[START OF Material to process]

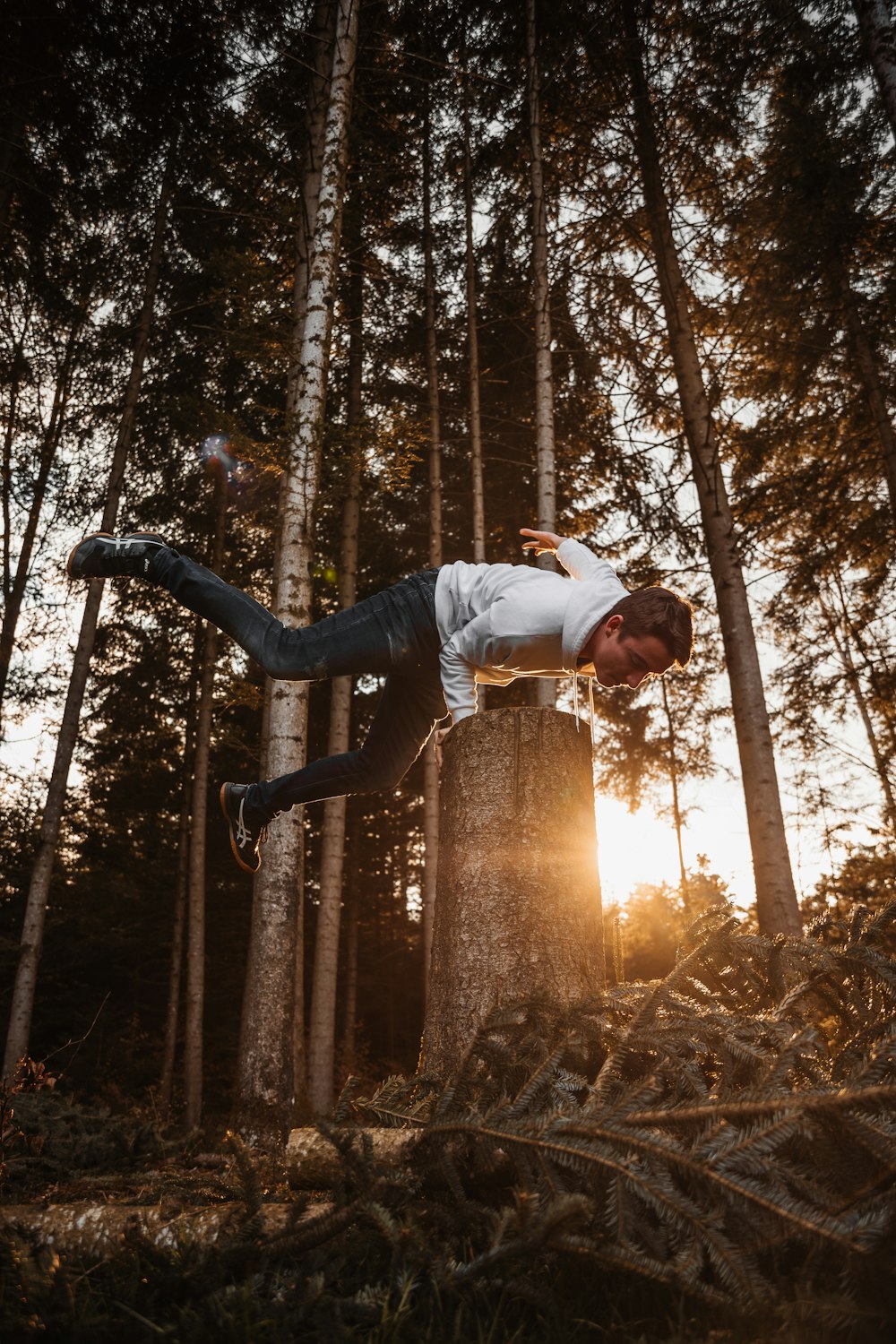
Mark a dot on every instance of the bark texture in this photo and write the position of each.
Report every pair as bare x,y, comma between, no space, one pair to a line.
868,366
269,1072
517,911
473,340
546,688
199,812
314,1163
435,460
322,1029
775,892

[END OF Material to process]

Problem to work on:
Render every line of the records above as a numbered list, leaving out any blank lines. Omit the pictures from your answer.

Result:
1. Mark a dot on every instance of the bark texture in this photo and write the position of each.
2. Report every pair as bare x,y, comma between, no space, one pair to a line.
3. 868,366
4. 269,1072
5. 517,911
6. 473,340
7. 546,688
8. 199,812
9. 314,1163
10. 435,460
11. 322,1029
12. 775,892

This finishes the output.